→ **Work instructions**
Restate the data below word for word. Leave the images out.

Data excerpts:
┄┄┄┄┄┄

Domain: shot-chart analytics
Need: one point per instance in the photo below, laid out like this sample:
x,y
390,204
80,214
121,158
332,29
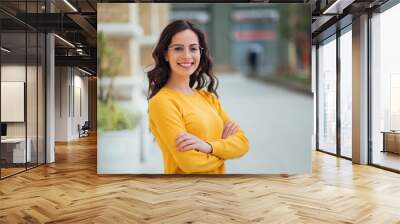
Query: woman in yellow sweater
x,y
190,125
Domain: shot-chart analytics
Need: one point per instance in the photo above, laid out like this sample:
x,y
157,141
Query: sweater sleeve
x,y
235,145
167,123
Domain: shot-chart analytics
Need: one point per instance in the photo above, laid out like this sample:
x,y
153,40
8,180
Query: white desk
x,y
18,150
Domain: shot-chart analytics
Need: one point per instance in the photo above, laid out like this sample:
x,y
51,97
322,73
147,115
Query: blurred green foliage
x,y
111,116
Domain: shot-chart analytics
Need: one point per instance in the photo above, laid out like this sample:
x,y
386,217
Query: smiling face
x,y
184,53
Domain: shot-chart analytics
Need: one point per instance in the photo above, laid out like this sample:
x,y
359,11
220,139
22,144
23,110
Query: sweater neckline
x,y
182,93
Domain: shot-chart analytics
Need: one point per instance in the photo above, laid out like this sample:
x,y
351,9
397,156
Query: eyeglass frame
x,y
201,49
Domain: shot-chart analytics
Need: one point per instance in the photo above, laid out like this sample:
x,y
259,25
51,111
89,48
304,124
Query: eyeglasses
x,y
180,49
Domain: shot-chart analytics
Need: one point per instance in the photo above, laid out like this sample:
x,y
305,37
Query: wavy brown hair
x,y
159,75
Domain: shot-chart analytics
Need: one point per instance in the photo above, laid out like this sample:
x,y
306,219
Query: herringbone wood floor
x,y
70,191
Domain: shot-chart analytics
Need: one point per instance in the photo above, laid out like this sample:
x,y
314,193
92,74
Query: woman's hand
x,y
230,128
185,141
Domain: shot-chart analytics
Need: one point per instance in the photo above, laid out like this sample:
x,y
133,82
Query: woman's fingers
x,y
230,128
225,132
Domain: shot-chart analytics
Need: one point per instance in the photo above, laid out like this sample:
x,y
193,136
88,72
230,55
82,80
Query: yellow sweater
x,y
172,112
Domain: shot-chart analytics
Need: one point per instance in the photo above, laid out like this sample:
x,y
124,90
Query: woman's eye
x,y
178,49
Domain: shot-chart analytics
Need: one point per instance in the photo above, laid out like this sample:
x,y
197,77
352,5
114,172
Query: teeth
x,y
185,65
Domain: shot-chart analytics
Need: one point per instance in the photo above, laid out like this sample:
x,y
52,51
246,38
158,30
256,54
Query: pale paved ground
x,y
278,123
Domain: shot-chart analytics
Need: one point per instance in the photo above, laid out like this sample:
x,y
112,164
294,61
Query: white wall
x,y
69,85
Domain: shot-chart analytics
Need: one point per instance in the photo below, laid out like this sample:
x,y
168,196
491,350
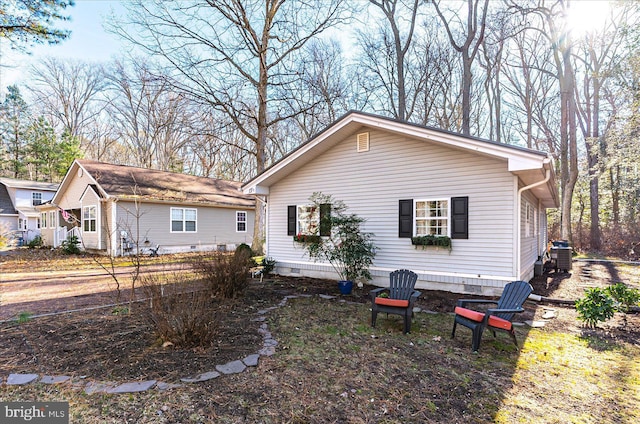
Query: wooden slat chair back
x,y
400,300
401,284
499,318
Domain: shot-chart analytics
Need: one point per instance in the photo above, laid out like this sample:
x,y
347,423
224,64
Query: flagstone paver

┄┄┄┄┄┄

→ **Answer space**
Domain: shot-chart analytics
Need: one point per instance in the photo below, laid out like this sample:
x,y
390,204
80,214
121,158
332,29
Query: woman in yellow sweater
x,y
190,125
Domain: shot-chart analytics
Need: one point per instance in the photo above, laid out like this sample:
x,y
157,141
Query: sweater sleeve
x,y
235,145
167,123
Domain: shot-chart analytics
Need: one point per instance in the photo above, laid out like this sample:
x,y
153,40
8,180
Query: white desk
x,y
18,150
Domain: shot-chart analytics
Need: one point per instance in the photo above, laid out like this sample:
x,y
51,97
322,73
147,115
Query: blurred green foliage
x,y
111,116
Domain: shot-chart analytics
Need: one point per instance in the photo above, laid out like this sample:
x,y
386,217
Query: smiling face
x,y
184,53
Domain: shot-chart analytics
Need: one point per instance in the photo above, laid out like this sample:
x,y
359,11
220,139
22,144
23,110
Query: sweater neckline
x,y
182,93
Domain: shot-chart analytics
Need: one point per instance in the photo above, laid out like this sample:
x,y
351,9
397,156
Query: eyeglass frame
x,y
201,49
Domain: shot-chart analytics
Need: one point per instance in the photo above, laid out like this sample:
x,y
259,25
51,111
89,48
304,124
Query: eyeglasses
x,y
180,49
Domain: shot-chart analytics
Need: one point per instance in the photo above, laid out like this sample:
x,y
305,37
Query: wavy brown hair
x,y
159,75
Domain: shot-chart analytics
Need: one point per instance in the photo above, laid out like this sample:
x,y
306,219
Query: herringbone wood floor
x,y
70,191
Domain: shot-chart analytics
Need: one point per instance in the photo above, laid out like this sample:
x,y
314,193
92,74
Query: woman's hand
x,y
230,128
185,141
Domain: shot-chart analytics
Need: one point per instance in the photo above, laid out like this sample:
x,y
133,82
Query: woman's fingers
x,y
230,128
225,132
Domain: shot-chart analytics
Need: one point per instance in the photo above, laid out like this sample:
x,y
193,136
88,72
230,55
82,80
Query: yellow sweater
x,y
172,112
Domain: shot-chart analytics
Need: one point per instance in the photo above, laid out like this sample:
x,y
124,90
Query: woman's eye
x,y
178,49
Domain: shot-chart analytics
Need: one point per instance in the photo above, laid out like this sample:
x,y
197,77
352,5
114,172
Query: teeth
x,y
185,65
Domain: shot-chart analytics
Need: one point per instance in the photo above, laid out like this sample:
x,y
52,51
246,38
158,30
256,54
Query: pale paved ground
x,y
278,123
Domain: shot-chart analytics
Need: one point per instance in the photo above, laid out like this sample:
x,y
112,164
294,61
Query: white wall
x,y
69,85
Domain: shot-chart analytics
Need: one point per instance in the photo below, laid out like this sample:
x,y
168,196
491,350
Query: wooden slat chair back
x,y
400,300
401,284
499,318
Domain: shot-chart analytics
Need: one point per instance in the photo above, laid out like this sample:
x,y
347,423
224,64
Query: flagstone paver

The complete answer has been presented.